Provided passage START

[12 June 1779]
General Disposition for the Army
In case of an attempt upon West point
The alarm Guns or other Signals for calling in the Militia suddenly, are to be fired, or given the instant the enemys designs are discoverd.1
The Garrison is to attend principally to the defence of the Post—at the same time they are to spare all the Men they can with safety to that object to harrass & dispute with the enemy; every inch of ground leading to the Works; or to the heights above them.
The divisions on this ground are to move by Different Routs to the Furnace of Dean—Lord Stirlings will take the Road from Junes’s Tavern. Baron de Kalbs take the Road which goes of[f] at Earls Mill—and General St Clairs will make use of the one at the Widow Van ambroes.
A Battalion from the right division2 is to move on the Road leading from Junes’s Tavern towards Haverstraw, to prevent our right being turned undiscovered.
The remainder of that division is to endeavour to gain the enemys left Flank,3 if they should move on the Road from Kings Ferry directly to the Furnace—by Doodles town to the same place—or from Fort Montgomery thither.
General St Clair in either of these cases is to attempt gaining the enemys right Flank.
Baron de Kalb under these circumstances is to oppose them in Front.

Provided passage END

[Questions on the material]
a – Answer these questions from the West Point army disposition:
(i) Which road is Lord Stirling's division to take to the Furnace of Dean?
(ii) Toward what place is the battalion from the right division to move, and why?
(iii) What is Baron de Kalb to do if the enemy comes by one of the named routes?
b – Resume the West Point army disposition after its final order, with further plans for meeting an enemy attack.

Data to examine START

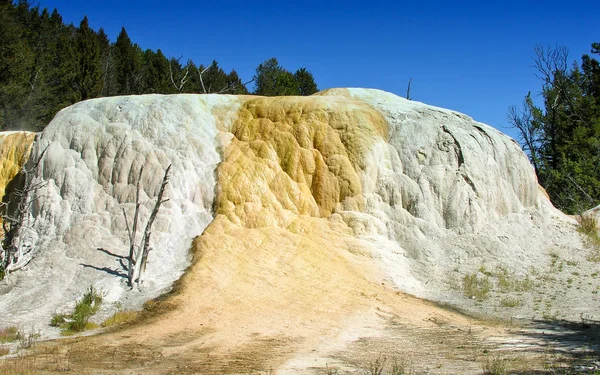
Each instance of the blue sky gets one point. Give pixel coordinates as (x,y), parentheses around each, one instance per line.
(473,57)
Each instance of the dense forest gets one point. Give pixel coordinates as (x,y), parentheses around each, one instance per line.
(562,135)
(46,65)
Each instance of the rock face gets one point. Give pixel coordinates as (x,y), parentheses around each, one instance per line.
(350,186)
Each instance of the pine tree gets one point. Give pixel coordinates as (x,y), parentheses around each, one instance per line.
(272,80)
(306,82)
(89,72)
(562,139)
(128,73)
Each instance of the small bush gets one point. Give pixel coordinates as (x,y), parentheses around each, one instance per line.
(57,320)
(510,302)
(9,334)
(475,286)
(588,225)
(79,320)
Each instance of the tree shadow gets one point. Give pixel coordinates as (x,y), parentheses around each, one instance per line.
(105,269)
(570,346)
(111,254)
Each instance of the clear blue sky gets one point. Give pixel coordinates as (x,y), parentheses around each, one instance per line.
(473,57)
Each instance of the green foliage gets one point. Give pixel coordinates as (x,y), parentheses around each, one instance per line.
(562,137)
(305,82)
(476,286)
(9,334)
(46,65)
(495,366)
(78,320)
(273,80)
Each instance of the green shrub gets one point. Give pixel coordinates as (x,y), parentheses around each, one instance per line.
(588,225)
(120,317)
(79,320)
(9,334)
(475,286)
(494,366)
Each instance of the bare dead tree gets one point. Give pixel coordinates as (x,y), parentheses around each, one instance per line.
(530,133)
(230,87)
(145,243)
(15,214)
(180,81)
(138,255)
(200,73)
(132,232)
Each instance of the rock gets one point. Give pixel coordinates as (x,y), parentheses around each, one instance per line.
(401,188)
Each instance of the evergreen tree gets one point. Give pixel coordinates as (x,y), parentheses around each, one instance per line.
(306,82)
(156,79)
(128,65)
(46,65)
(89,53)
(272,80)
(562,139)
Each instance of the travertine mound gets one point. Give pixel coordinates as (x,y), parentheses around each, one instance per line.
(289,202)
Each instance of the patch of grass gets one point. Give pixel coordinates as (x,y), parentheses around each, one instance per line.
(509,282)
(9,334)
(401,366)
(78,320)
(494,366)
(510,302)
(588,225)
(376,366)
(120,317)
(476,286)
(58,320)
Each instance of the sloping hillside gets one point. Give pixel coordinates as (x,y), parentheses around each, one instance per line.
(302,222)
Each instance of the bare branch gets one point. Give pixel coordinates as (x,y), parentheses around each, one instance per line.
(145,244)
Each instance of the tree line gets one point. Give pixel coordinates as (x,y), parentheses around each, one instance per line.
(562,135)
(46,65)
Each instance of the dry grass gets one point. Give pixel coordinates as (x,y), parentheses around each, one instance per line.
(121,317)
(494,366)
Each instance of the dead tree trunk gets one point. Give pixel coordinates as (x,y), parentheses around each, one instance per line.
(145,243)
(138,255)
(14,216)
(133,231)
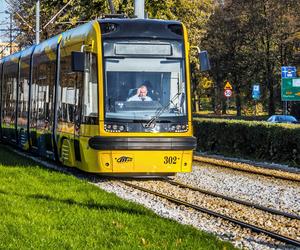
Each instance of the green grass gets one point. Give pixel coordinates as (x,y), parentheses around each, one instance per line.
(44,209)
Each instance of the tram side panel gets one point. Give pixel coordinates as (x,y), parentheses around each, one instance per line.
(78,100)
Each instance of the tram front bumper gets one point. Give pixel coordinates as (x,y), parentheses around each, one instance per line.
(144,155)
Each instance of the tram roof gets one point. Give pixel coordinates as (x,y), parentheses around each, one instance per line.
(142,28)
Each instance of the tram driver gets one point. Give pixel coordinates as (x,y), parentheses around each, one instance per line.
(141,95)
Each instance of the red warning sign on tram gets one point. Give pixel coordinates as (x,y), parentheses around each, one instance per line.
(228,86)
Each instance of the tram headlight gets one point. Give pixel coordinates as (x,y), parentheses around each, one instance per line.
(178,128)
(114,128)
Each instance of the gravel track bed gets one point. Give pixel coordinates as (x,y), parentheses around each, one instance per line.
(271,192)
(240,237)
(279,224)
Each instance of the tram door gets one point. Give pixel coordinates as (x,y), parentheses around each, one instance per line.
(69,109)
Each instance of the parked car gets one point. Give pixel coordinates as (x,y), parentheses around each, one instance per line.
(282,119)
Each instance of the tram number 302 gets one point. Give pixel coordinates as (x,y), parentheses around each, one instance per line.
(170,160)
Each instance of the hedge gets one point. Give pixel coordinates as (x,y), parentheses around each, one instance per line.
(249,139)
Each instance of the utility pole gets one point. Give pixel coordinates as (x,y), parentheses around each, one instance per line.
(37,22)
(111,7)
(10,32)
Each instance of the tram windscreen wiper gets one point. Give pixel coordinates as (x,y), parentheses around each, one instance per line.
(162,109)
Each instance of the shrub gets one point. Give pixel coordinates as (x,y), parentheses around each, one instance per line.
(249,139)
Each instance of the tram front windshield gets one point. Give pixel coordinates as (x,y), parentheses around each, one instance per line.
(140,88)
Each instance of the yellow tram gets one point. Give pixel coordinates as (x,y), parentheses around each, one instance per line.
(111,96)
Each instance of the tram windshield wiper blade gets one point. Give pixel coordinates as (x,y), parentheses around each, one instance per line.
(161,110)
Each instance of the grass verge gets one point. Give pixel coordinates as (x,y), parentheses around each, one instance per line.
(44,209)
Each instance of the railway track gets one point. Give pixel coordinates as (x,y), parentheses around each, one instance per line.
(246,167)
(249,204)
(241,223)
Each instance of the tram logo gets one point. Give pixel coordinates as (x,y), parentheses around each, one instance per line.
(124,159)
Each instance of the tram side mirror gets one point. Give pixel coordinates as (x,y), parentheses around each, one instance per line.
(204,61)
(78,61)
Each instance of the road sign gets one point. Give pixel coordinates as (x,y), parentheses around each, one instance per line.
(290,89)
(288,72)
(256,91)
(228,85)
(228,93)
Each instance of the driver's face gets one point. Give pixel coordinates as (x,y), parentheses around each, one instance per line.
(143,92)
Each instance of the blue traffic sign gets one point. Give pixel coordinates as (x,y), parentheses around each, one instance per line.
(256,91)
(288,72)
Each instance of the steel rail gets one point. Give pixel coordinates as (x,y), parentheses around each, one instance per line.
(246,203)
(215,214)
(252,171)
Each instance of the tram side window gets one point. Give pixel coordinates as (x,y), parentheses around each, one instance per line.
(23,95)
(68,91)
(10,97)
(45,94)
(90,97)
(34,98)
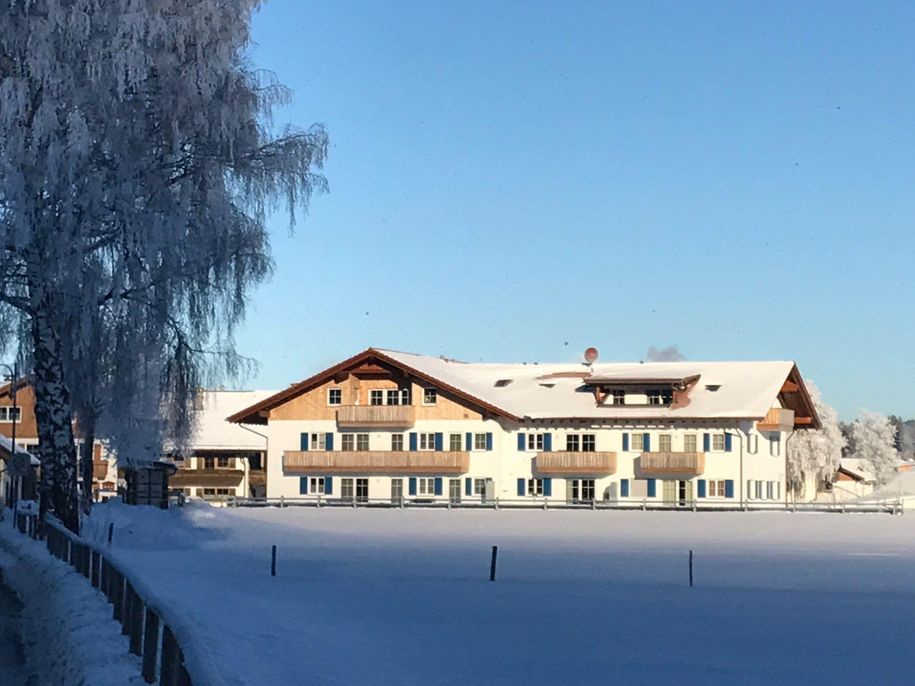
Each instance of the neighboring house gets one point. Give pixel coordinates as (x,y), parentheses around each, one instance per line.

Data to examine END

[Answers to the exercise]
a –
(i) The road from Junes's Tavern.
(ii) Toward Haverstraw, on the road from Junes's Tavern, so that the right is not turned undiscovered.
(iii) Oppose the enemy in front.

b –
If on the other hand the enemy should rely more upon Water transportation, sending a part of their force early from Fort Montgomery by Land, along the River Road, in that case Lord Stirling will endeavour to fall upon their rear. Baron de Kalb upon their left Flank—While General St Clair opposes them in Front endeavouring to prevent them from taking possession of the heights back of our Works on Stony hill4 & Fort Putnam.
Each division is to take especial care that they are not out flanked, & for this & other valuable purposes, are to keep as extended a line, and their Troops in as open order as they possibly can to be under proper command—Each division is to keep a reserve for the purpose of giving support, or in case of necessity to cover a retreat.
It is expected that the Troops will advance boldly upon the enemy—and by no means, nor under any pretence whatsoever throw away their ammunition at long shot—A Musquet had better never be discharged than fired in so wasteful, shameful, & cowardly a manner.
As the Country is covered with Wood—is close—& much broken, it will be necessary for the Major Generals to fix upon certain beats, or signals, for advancing in the whole, or part, retreating, &ca.
In case individuals, or parties should get seperated from the main body (to prevent which every possible care should be used) Smiths Tavern (present head Quarters) is to be the first place of rendezvous—and Chester the second,5 if circumstances should so require.
AD, DNA: RG 93, manuscript file no. 31543; Df, DLC:GW, series 9. GW’s autograph manuscript is docketed in the writing of his secretary Robert Hanson Harrison. The docket was dated 12 June 1779 and reads: “Order of defence in case of an Attempt on West point.”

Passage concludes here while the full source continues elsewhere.